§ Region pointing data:
★ ★ ★

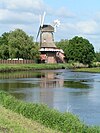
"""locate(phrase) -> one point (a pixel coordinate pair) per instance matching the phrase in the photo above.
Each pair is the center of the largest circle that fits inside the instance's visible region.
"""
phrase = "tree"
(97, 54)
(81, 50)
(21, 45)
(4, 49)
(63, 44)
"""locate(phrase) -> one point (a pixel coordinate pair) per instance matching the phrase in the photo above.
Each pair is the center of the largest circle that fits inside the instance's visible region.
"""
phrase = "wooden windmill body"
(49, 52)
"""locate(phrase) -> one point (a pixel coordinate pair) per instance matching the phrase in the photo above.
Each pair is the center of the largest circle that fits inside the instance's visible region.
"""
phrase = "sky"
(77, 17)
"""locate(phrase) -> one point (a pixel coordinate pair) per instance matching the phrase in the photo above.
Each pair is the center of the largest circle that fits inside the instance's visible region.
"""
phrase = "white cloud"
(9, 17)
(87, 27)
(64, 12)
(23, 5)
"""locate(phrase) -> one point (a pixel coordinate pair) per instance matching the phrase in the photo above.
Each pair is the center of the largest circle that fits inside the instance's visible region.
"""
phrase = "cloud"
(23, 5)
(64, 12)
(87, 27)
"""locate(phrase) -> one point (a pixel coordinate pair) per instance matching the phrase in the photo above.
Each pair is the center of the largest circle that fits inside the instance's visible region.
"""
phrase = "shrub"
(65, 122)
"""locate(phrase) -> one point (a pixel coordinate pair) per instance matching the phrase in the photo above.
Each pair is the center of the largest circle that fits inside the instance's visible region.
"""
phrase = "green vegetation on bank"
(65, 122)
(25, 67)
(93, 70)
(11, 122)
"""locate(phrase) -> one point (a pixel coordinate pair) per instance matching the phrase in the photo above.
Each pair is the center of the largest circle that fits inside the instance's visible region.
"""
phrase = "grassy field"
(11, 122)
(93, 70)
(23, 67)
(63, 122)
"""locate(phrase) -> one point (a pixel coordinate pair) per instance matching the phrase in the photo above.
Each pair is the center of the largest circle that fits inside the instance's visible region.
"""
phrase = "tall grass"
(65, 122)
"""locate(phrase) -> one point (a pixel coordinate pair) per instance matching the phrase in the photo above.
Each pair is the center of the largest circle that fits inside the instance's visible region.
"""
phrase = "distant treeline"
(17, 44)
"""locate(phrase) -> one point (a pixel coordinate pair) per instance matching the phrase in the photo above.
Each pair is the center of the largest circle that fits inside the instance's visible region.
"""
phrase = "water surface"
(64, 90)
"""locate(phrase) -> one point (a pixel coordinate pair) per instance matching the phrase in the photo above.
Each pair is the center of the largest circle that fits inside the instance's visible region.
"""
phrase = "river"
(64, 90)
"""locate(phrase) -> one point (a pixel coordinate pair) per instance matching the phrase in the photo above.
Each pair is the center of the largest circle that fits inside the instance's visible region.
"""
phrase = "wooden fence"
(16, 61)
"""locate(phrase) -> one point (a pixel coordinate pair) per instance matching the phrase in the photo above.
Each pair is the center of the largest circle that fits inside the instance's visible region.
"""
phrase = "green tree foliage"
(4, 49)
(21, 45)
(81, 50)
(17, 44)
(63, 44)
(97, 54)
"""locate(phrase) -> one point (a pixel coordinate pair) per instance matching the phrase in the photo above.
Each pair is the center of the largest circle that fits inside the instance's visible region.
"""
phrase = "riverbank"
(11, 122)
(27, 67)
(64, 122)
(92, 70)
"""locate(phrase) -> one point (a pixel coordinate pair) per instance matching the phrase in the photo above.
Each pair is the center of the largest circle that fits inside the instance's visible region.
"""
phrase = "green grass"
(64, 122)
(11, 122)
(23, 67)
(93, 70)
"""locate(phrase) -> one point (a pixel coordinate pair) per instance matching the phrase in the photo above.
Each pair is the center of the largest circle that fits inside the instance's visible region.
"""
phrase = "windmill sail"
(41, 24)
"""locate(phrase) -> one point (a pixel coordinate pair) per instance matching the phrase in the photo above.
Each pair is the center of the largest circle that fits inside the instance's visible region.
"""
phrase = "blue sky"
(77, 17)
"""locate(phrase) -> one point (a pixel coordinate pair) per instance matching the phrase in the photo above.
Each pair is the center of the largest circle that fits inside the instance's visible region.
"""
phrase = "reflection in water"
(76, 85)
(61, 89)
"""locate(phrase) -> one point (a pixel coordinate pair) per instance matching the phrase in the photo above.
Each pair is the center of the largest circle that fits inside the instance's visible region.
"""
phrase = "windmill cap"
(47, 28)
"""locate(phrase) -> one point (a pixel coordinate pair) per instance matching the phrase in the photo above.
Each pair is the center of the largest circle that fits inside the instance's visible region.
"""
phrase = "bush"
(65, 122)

★ ★ ★

§ What to work on: Strip out the images, then output the records above word for word.

§ Output below:
"""locate(phrase) -> one point (a pixel coordinate pair) per instance matching the phrase in the photo above.
Each pair is the center of the largest circle that fits inside the instance's visible region.
"""
phrase = "tree"
(97, 54)
(81, 50)
(21, 45)
(4, 49)
(63, 44)
"""locate(phrase) -> one point (a pixel coordinate pair) per instance matching the phrase in the photo above.
Each pair is the center of the largest circle that fits inside the instance's visible region.
"""
phrase = "wooden windmill body"
(49, 52)
"""locate(phrase) -> one point (a pixel coordinate pair) per instance matching the phrase in the photo above.
Each pair is the center of the largest circle that fits inside the instance's visible region.
"""
phrase = "sky"
(77, 17)
"""locate(phrase) -> one point (a pixel coordinate pair) per instance matching the phrase in the photo above.
Each pair is the center of the largest circle that fits inside the instance's visible region.
"""
phrase = "white cloud"
(9, 17)
(87, 27)
(64, 12)
(23, 5)
"""locate(phrase) -> one point (a pixel coordinate pair) per instance matching the phrase in the photo above.
Each pair is the center of the largest circle that fits inside the instance's visible region.
"""
phrase = "cloud"
(23, 5)
(64, 12)
(87, 27)
"""locate(phrase) -> one point (a pixel coordinate pair) per instance matching the phrase in the photo above.
Each pair is the center of the largest circle that fits inside the instance's visible region.
"""
phrase = "shrub"
(65, 122)
"""locate(phrase) -> one point (a pixel coordinate pair) per instance matching the phrase in the photo above.
Each pair is the center of the largest circle that fits inside the instance's visible region.
"""
phrase = "green vegetation on bank"
(65, 122)
(25, 67)
(93, 70)
(11, 122)
"""locate(phrase) -> one point (a pixel coordinate pair) per instance matching the phrase in the photo above.
Each pair is the center of the largest circle that fits inside the instance's visible region.
"""
phrase = "grassy field"
(11, 122)
(93, 70)
(23, 67)
(63, 122)
"""locate(phrase) -> one point (a pixel coordinate pair) per instance matching the phrase in the photo above.
Each pair is the center of the largest circle that fits inside the instance's visible region.
"""
phrase = "tall grass"
(65, 122)
"""locate(phrase) -> one point (a pixel coordinate pair) per instance matching the phrase in the photo above.
Each pair is the center of the largest circle that fits inside the instance's visible region.
"""
phrase = "distant treeline"
(17, 44)
"""locate(phrase) -> one point (a pixel coordinate pair) per instance matching the phrase in the photo above.
Each pair is the center of the largest circle that fits inside the instance's visible region.
"""
phrase = "water surface"
(64, 90)
"""locate(phrase) -> one point (a pixel coordinate pair) per instance matching the phrase in the photo above.
Each pair is the center of the largest circle that fits inside the instance's visible region.
"""
phrase = "river"
(64, 90)
"""locate(phrase) -> one point (a pixel coordinate pair) per instance matching the phrase in the photo above.
Each pair is the center of the largest circle that fits inside the instance's visible region.
"""
phrase = "wooden fence"
(16, 61)
"""locate(phrase) -> one point (a pixel coordinate pair) per instance matching the phrase in the photo above.
Each pair is the center of the largest circle that fits inside the instance's visible region.
"""
phrase = "green tree foliage"
(4, 49)
(21, 45)
(81, 50)
(17, 44)
(63, 44)
(97, 54)
"""locate(phrase) -> one point (a pixel coordinate pair) per instance matching the phrase in the photo above.
Each pair is the center of the largest circle that fits inside the instance's visible region.
"""
phrase = "riverbank"
(11, 122)
(27, 67)
(64, 122)
(92, 70)
"""locate(phrase) -> one point (a pixel coordinate pair) per instance matching the phrase in the photo above.
Each pair is the center of the largest circle that fits inside the instance's visible region.
"""
phrase = "green grass"
(64, 122)
(11, 122)
(23, 67)
(93, 70)
"""locate(phrase) -> one point (a pixel coordinate pair) per instance matching the phrase in the photo above.
Each pair is the center of the largest circle that fits inside the instance's visible region.
"""
phrase = "windmill sail"
(41, 24)
"""locate(phrase) -> one point (a pixel coordinate pair) per instance matching the phrase in the photo above.
Each pair is the center of the largest circle that fits inside the instance's visible region.
"""
phrase = "blue sky"
(77, 17)
"""locate(phrase) -> one point (a pixel coordinate pair) per instance matching the phrase in the photo above.
Each pair is the center of the largest circle that fits inside the instance's visible region.
"""
phrase = "reflection in water"
(76, 85)
(61, 89)
"""locate(phrase) -> one point (a pixel coordinate pair) per instance matching the phrase in the photo above.
Each pair is the center of the largest circle that fits inside the instance's visible region.
"""
phrase = "windmill cap"
(47, 28)
"""locate(phrase) -> one point (a pixel coordinate pair) per instance matching the phrase in the photo above.
Each pair is the center of the largest circle that fits inside the instance's visible region.
"""
phrase = "bush"
(65, 122)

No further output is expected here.